Copy out the stretch of the records below from the line containing "the sink basin" through the end of the records, requests included, and scale every coordinate in the answers by 1.2, rounding to whole numbers with halves going up. Keep the numbers in the requests and their format samples unchanged.

Exercise material -
※ ※ ※
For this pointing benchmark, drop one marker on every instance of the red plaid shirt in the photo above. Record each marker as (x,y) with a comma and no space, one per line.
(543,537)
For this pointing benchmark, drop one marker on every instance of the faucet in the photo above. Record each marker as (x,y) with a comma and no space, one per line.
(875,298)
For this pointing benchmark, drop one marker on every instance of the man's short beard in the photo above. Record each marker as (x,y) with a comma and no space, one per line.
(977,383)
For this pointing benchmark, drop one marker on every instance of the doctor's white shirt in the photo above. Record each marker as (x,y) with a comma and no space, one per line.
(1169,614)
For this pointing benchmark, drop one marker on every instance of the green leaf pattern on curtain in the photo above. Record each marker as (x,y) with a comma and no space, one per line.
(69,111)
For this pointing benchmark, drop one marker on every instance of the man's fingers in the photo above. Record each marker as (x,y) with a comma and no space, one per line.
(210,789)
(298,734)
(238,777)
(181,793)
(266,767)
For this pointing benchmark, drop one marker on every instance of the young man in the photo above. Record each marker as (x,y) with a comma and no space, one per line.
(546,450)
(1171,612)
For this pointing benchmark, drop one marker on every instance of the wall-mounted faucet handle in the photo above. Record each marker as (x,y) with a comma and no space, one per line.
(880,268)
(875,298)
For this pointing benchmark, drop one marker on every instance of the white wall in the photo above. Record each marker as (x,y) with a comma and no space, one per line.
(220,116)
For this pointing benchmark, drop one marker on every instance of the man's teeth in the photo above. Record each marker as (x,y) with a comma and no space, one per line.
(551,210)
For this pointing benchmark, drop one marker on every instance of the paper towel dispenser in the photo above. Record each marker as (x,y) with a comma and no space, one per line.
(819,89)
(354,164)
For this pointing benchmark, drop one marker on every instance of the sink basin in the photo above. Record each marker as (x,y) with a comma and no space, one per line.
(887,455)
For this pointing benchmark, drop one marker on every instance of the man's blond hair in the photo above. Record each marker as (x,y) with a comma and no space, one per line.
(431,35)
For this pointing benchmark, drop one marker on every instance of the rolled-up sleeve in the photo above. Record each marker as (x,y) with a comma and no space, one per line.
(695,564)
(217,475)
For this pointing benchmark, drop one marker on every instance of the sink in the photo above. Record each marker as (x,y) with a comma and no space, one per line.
※ ※ ※
Answer to the task -
For this pointing benchmark, drop one marker on every instance of the sink basin in the photo above. Record each marker as (x,y) with a comma and no space, one per line.
(1064,546)
For this pointing benchmark, drop one marker on every instance of the man's blond hair in the photo above. Record each marker as (x,y) with a comma and no space, one per line.
(517,42)
For this pointing benchmark, drop one marker on every instance of the rolled-up sleeve in the photo above. Record each marker as (x,y) with a comma and no space, one per line.
(834,677)
(260,570)
For this pointing benchmark, drop one marker on every instance of the sink in the photo above. Record each marker as (x,y) with a comma and no space, one per line.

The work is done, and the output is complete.